===== DOCUMENT PASSAGE

But more importantly, the two sets of dimensions are indeed key and for the reasons you state – one for the defining the packaging technology to be used for a PWD and the other for influencing the identification mechanism.

Also, now that we have defined a term – Portable Web Document (PWD) - how about using that in all instances where you might previously have written EPUB?   It took us a lot of time/effort to get to that term – let’s use it!


:-) Right.

Ivan


Leonard

From: Ivan Herman
Date: Monday, September 21, 2015 at 7:18 AM
To: W3C Digital Publishing IG
Cc: "Brady com>", Ralph Swick, Bill Kasdorf, Leonard Rosenthol
Subject: Re: [Glossary] Portable Digital Document's states

So… it seems that we do have two dimensions for 'states. Because Ascii art can go very bad with different clients, I created images as attachments. The first attached image shows is the offline/online vs. packed/unpacked situation with some typical usage scenarios.

However, offline/online may be an elusive notion. I would think (although I am not sure) that it may be more precise to differentiate along access methods: in practice, if we are in a Web setting, the difference may be whether the content is accessed via an HTTP(S) protocol, through Web protocols, or whether the content is accessed through a file system. So I created a second image doing that.  Note the difference between the two: if I have an unpacked set of files in a folder, the same content can be accessed via the file system or via a server running on my machine with the same content served through HTTP. Although, in both cases, the content is accessed offline, the access method is different.

Whichever four states we choose (and their definitions should be properly pinned down) the real question for this Interest Group is which of these states are of real interest (sic!) for the group and for the digital publishing community at large. And, in fact, I believe all four are. Indeed,

- the packed/unpacked dimension is (obviously) of interest for the details and requirements on packaging; ie, it influences the details on an architectural view for some sort of a unified approach for readers' core (our service worker based scenario)

- the offline/online or, alternatively, file or protocol access dimension raises questions on identifiers. Do we use generic identifiers overall, regardless of locations, how should the references within a Portable Web Document be organized to ensure a unified identification scheme. (I cc-d BillK explicitly, because I know these questions are of a real interest to him:-)

If we agree with these two dimensions, we can go forward and define them more thoroughly

Ivan

On 18 Sep 2015, at 18:21 , Leonard Rosenthol <lrosenth@adobe.com<mailto:lrosenth@adobe.com>> wrote:

Yes, I believe that caching is more an implementation issue than a format or design issue.

==========

- **SHORT EXERCISE**:
Copy the email thread on Portable Web Document states, starting with "On 18 Sep 2015, at" and going on through "or design issue.", and swap "caching" for "offline storage".

===== GIVEN MATERIAL

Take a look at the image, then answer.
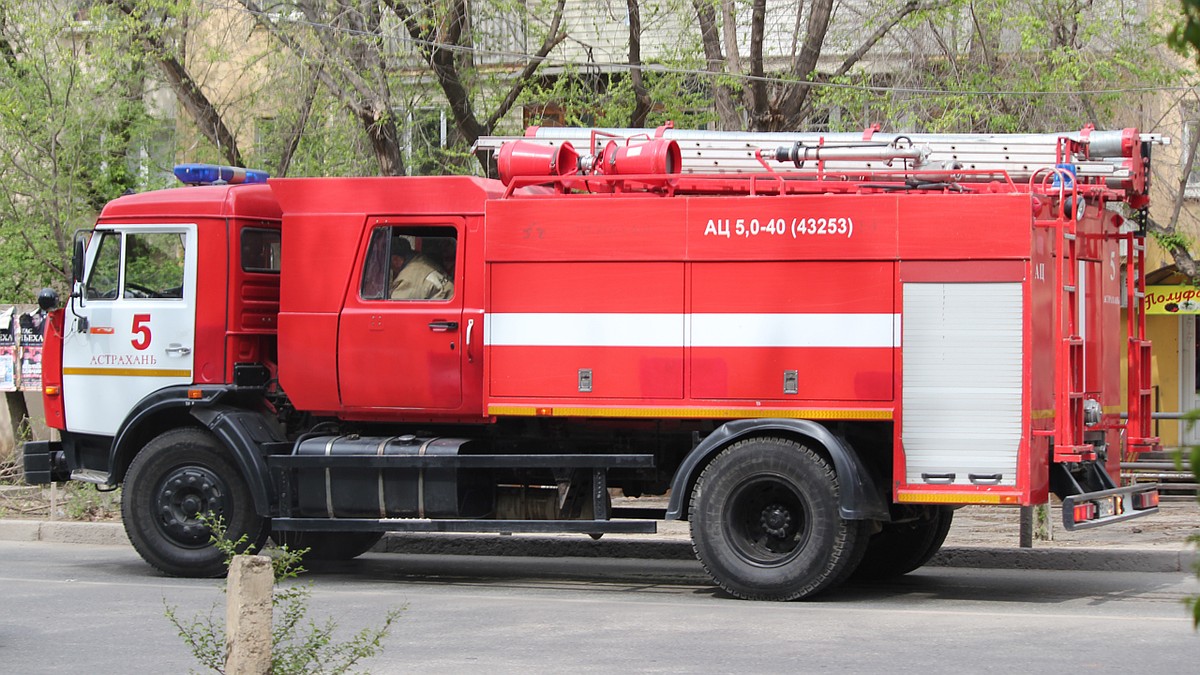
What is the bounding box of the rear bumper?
[22,441,71,485]
[1062,483,1158,530]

==========

- **WRITTEN RESPONSE**:
On 18 Sep 2015, at 18:21 , Leonard Rosenthol <lrosenth@adobe.com<mailto:lrosenth@adobe.com>> wrote:

Yes, I believe that offline storage is more an implementation issue than a format or design issue.